Start ENTRIES SHOWN
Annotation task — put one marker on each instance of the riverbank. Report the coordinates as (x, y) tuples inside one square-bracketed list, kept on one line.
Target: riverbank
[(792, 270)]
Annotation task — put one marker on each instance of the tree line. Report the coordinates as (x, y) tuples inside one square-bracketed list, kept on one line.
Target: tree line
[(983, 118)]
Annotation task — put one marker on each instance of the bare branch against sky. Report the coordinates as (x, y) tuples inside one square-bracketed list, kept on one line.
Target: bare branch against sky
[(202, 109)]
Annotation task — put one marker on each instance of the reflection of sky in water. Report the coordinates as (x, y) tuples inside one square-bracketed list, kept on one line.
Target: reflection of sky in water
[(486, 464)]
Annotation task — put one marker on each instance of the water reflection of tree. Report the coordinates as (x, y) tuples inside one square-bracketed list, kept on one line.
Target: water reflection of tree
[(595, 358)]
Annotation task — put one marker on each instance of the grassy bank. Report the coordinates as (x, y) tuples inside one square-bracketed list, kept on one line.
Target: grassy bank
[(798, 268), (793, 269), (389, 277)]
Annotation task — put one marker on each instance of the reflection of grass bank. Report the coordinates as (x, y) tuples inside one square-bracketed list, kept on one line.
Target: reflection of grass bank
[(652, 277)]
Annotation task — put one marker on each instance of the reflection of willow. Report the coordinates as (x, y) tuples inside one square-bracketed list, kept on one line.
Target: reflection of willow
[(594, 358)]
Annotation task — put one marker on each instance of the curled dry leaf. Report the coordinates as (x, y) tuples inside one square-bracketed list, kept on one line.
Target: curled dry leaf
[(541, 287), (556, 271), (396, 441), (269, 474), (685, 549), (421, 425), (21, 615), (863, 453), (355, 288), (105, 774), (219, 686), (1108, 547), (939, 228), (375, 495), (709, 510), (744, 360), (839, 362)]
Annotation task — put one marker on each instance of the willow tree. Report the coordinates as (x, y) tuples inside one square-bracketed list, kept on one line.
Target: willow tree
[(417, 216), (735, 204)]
End ENTRIES SHOWN
> **WHAT IS NEEDED**
Could you copy every row above, keeping each line unchanged?

> **TASK ANSWER**
Annotation task — put one marker on each instance of the riverbank. Report the coordinates as (x, y) tuples inside one square-bracketed list, kept on one line.
Target: riverbank
[(792, 270)]
Annotation task — put one marker on each instance of the tree line. Report the coordinates as (x, y) tuples inside one square-bracketed list, kept on one line.
Target: tree line
[(983, 118)]
Annotation task — put one marker on each instance of the bare branch against sky. Report the coordinates as (x, y) tuples inside one square-bracketed list, kept on one line.
Target: bare branch against sky
[(202, 109)]
Annotation task — put one marker on each instance of the reflection of sky in water. Report the coordinates as (x, y) tuples inside one square-bracketed list, kept on one line.
Target: reflection of sky in water
[(486, 464)]
Annotation task — put one marker on each instance of the water reflection of tree. Report the coordinates as (x, y) tuples inside one square-bracketed list, kept on one line.
Target: water reflection of tree
[(595, 358)]
Annotation task — put one marker on each instance of the grassy bank. Report the coordinates as (x, y) tuples inside one square-bracketed list, kept on one line.
Target: grassy bank
[(798, 268), (793, 269), (389, 277)]
Annotation task — put one marker on each instance of the reflection of grass bank. Report the coordinates as (x, y) tuples inside one square-bracketed list, kept on one line.
Target: reflection of grass bank
[(652, 277)]
Annotation task — put one marker on each instance of the reflection of willow. Report the coordinates as (x, y) tuples inside one square-bracketed list, kept on one line.
Target: reflection of willow
[(594, 358)]
Annotation task — put one marker on each instance of the curled dry leaf. Report the coordinates as (x, y) tuples inside one square-bracketed list, kept on one line.
Target: curled dry leaf
[(541, 287), (556, 271), (396, 441), (269, 474), (685, 549), (421, 425), (21, 615), (863, 453), (355, 288), (105, 774), (219, 686), (1108, 547), (939, 228), (375, 495), (709, 510), (744, 360), (839, 362)]
Annotation task — put one marker on each instance of the willow tree. Report the coordinates as (x, y) tuples inside one square-bracketed list, kept on one line.
Target: willow tree
[(417, 216), (735, 204)]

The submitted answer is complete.